### COSA FARE
Prosegui la recensione di “Doppio Carico” riportata più sotto, partendo subito dopo la sua ultima frase.

### BRANO DI TESTO
· · · · · · ·

-Daniela
Musumeci- Allargare lo sguardo
al di là del macchinico della produzione
[nota NbBm] Per dirla con Cristina Morini (Bin-Italia): dovremmo “immaginare una società dopo il lavoro”, anziché continuare a disegnare “un mondo di salariati a tempo pieno, strutturato sul suo carattere sessista”, fino a giungere all’accantonamento del concetto fondamentale elaborato dalla critica marxiana, quello della libertà dal lavoro. Questa è la chiave – in estrema sintesi – su cui ruota la recensione di Daniela Musumeci. Ovvero, fare emergere il nodo irrisolto che rimane sullo sfondo delle storie operaie di “Doppio Carico”, vissuti di grande generosità conflittuale che, però, soffrono la contraddizione dell’incantamento dentro una prospettiva ancorata nella ideologia lavorista, senza provare ad intravedere oltre l’orizzonte produttivistico. Allargare lo sguardo al di là del macchinico della produzione è la sollecitazione della Musumeci, ponendo un punto di domanda conclusivo che riapre la discussione sulla determinazione storica – nell’epoca della globalizzazione – della composizione tecnico-sociale su cui agisce la sussunzione estrattiva del capitale. In altri termini, se “il soggetto sfruttato che produce plusvalore sia nei fatti un soggetto asessuato, un mero flusso di informazioni, funzionale all’accumulazione qualunque sia il suo genere?”Una narrazione doppia
Il
libro di Loriana Lucciarini, edito da Villaggio Maori nel giugno 2019, allude
nel titolo al duplice lavoro, domestico e retribuito ovvero di cura e “produttivo”,
cui le donne sono sottoposte almeno dall’inizio della rivoluzione industriale,
ed ha come sottotitolo Storie di operaie.
Si
tratta di un’inchiesta sociale costituita da interviste a lavoratrici Fiom CGIL
di tutta Italia. Non rappresenta dunque un campione esaustivo del mondo del
lavoro femminile, ma riporta la testimonianza di quante sono impegnate nel
sindacato.
Le
parole chiave suggerite dalle curatrici per l’interpretazione delle interviste
sono: contratto sessuale, sottostante
al contratto sociale e celato, ma fondativo della divisione sessuale del lavoro
tra produzione e riproduzione; forza delle relazioni;
lavoro di cura, alternativo al lavoro
dettato dalla macchina; centralità del corpo
che non tace e addita nuove buone pratiche, i cui bisogni, se ascoltati,
trasformerebbero per tutti il lavoro umanizzandolo; primato delle persone sul profitto; persistenza ingiusta del gender gap, nella disparità retributiva,
nelle difficoltà per l’accesso alla formazione e alla progressione di carriera,
nella frequenza dei licenziamenti e delle dimissioni in bianco; autorevolezza femminile, basata sulla
fiducia reciproca e alternativa al potere basato sulla paura e
sull’insicurezza; riconoscimento in
un luogo, la fabbrica metalmeccanica o elettronica, fino a poco tempo fa
monosessuato; solidarietà alternativa alla competizione, anche tramite il
sindacato.

· · · · · · ·

### DATI FORNITI
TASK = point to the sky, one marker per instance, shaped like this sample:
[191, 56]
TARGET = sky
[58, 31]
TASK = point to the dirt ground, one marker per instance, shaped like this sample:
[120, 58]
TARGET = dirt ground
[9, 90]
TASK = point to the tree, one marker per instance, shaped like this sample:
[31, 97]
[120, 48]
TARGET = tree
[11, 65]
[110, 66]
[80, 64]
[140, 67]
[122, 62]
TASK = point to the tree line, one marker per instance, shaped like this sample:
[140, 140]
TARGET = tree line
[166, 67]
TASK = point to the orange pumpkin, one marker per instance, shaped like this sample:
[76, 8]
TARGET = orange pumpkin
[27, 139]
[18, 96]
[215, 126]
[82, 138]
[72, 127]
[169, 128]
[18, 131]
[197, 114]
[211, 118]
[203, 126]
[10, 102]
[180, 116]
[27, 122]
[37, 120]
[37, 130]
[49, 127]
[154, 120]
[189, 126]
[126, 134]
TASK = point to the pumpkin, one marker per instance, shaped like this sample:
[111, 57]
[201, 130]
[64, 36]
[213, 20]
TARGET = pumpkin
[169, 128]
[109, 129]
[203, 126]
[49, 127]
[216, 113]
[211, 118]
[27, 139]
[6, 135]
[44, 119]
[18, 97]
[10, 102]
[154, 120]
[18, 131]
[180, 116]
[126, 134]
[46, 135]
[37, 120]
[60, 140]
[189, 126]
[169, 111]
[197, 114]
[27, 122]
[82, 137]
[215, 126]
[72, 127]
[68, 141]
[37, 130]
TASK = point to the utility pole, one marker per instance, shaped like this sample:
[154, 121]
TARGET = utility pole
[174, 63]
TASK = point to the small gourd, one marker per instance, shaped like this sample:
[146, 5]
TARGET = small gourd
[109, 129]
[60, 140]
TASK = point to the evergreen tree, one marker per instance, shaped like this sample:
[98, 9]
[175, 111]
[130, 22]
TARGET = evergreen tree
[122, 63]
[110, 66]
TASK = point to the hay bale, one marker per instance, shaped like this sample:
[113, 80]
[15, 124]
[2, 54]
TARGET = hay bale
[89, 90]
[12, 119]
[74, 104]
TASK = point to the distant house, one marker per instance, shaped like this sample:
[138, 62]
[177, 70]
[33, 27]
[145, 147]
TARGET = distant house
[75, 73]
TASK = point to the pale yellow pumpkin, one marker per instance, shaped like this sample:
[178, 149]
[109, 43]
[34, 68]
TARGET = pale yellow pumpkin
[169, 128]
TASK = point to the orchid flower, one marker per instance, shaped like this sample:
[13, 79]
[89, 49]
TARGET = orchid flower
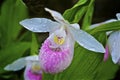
[56, 52]
[32, 70]
[113, 45]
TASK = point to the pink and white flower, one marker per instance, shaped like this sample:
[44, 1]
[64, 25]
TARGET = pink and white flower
[32, 67]
[57, 51]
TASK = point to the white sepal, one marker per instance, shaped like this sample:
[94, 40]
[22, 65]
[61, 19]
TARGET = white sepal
[86, 40]
[40, 24]
[114, 46]
[56, 15]
[16, 65]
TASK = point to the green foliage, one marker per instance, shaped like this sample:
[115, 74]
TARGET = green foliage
[86, 65]
[11, 47]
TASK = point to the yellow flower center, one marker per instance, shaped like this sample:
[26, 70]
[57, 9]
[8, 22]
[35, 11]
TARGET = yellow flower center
[35, 68]
[59, 40]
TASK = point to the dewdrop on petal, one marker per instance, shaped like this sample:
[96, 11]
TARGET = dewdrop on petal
[57, 50]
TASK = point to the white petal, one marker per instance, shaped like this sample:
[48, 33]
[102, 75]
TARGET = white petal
[86, 40]
[39, 24]
[118, 16]
[56, 15]
[16, 65]
[114, 46]
[98, 24]
[76, 26]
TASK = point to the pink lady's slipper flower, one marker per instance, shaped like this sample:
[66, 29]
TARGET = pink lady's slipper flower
[56, 52]
[32, 70]
[112, 46]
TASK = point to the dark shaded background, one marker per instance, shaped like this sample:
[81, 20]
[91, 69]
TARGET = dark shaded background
[103, 10]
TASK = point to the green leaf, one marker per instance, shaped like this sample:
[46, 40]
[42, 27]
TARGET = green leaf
[88, 16]
[12, 11]
[11, 53]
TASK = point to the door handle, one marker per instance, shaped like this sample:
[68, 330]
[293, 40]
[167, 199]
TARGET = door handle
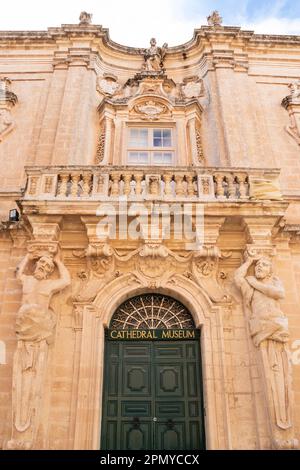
[136, 423]
[170, 424]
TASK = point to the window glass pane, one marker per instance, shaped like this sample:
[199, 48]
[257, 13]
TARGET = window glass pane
[157, 138]
[157, 158]
[162, 138]
[138, 158]
[163, 158]
[138, 137]
[168, 158]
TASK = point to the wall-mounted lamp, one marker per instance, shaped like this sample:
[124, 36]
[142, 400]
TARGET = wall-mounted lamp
[14, 215]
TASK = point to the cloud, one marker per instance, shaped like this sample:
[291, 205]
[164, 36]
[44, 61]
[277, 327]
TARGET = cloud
[134, 22]
[274, 26]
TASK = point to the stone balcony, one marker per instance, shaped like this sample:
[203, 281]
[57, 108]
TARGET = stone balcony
[94, 183]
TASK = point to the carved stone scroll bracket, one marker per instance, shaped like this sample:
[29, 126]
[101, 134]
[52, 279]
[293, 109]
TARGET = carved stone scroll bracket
[19, 232]
[259, 230]
[258, 251]
[292, 104]
[205, 270]
[7, 101]
[37, 249]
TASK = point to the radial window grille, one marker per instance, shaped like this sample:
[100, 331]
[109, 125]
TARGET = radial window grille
[152, 311]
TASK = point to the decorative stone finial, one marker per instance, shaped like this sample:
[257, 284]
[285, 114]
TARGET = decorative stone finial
[6, 95]
[85, 18]
[214, 19]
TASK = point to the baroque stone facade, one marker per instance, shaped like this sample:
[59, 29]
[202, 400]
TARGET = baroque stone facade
[105, 149]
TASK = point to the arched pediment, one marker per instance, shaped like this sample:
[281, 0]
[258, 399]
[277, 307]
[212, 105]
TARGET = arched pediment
[179, 287]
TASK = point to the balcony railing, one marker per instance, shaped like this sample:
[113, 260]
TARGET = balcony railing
[150, 183]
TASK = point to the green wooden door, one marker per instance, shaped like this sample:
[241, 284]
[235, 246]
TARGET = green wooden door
[152, 396]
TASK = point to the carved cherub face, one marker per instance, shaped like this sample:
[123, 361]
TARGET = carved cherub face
[44, 267]
[263, 268]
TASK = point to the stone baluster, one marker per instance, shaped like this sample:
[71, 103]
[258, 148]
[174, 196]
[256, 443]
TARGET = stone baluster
[179, 185]
[219, 186]
[64, 178]
[154, 188]
[242, 185]
[86, 187]
[115, 187]
[127, 179]
[138, 180]
[33, 185]
[75, 178]
[231, 186]
[190, 185]
[167, 180]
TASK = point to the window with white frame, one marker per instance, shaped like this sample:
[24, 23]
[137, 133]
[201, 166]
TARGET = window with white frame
[151, 146]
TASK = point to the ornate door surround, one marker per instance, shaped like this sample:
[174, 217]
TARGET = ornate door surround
[92, 320]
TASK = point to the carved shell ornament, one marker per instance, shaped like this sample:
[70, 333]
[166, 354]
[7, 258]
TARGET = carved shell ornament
[192, 89]
[150, 110]
[108, 85]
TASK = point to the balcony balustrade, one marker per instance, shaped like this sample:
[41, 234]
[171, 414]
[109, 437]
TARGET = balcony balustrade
[150, 183]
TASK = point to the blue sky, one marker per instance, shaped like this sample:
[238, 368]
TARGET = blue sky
[133, 22]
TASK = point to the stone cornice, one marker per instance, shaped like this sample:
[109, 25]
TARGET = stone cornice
[205, 34]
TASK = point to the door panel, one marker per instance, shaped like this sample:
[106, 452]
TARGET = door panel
[152, 396]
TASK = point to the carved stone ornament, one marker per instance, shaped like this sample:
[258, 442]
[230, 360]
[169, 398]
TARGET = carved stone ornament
[154, 57]
[100, 268]
[7, 100]
[35, 324]
[101, 143]
[85, 18]
[150, 110]
[214, 19]
[268, 327]
[292, 104]
[152, 311]
[108, 85]
[265, 189]
[192, 88]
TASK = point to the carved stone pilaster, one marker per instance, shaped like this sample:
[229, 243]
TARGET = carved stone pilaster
[292, 104]
[8, 99]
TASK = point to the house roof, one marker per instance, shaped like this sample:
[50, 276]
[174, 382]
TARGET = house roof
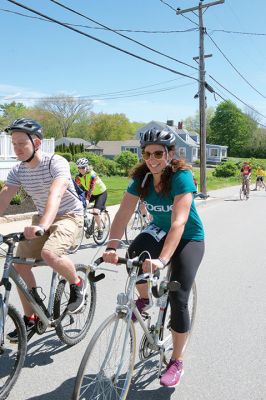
[69, 140]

· · · · · · ·

### RISULTATO
Sembrano
affiorare due ordini di narrazione: le operaie alla catena di montaggio sono
più critiche nei confronti del sistema, ne denunciano l’alienazione legata alla
crescente robotizzazione e la precarietà legata alla delocalizzazione; mentre
le impiegate nell’amministrazione o nell’informatica si mostrano ovviamente più
appagate delle proprie mansioni.
Per
entrambi i gruppi contano comunque soprattutto le pratiche di relazione: vengono le persone prima del profitto,
ripetono più volte.
Le
operaie raccontano di star diventando
esse stesse robot, cavie, api
operaie; parlano di sé come di salmoni
che, per un semplice starnuto, devono saltare e risalire la corrente, cioè raggiungere
il pezzo da assemblare sul nastro trasportatore, i cui ritmi sono gestiti da un
robot; riferiscono l’inumanità dei tripli turni e della brevità delle pause
(dieci minuti ogni due ore) nelle fabbriche a ciclo continuo.
Le
impiegate raccontano la confusione e l’assenza di privacy negli open spaces; il mobbing e l’ironia irridente dei compagni maschi, la quasi totale
impossibilità di progressione di carriera e di stipendio.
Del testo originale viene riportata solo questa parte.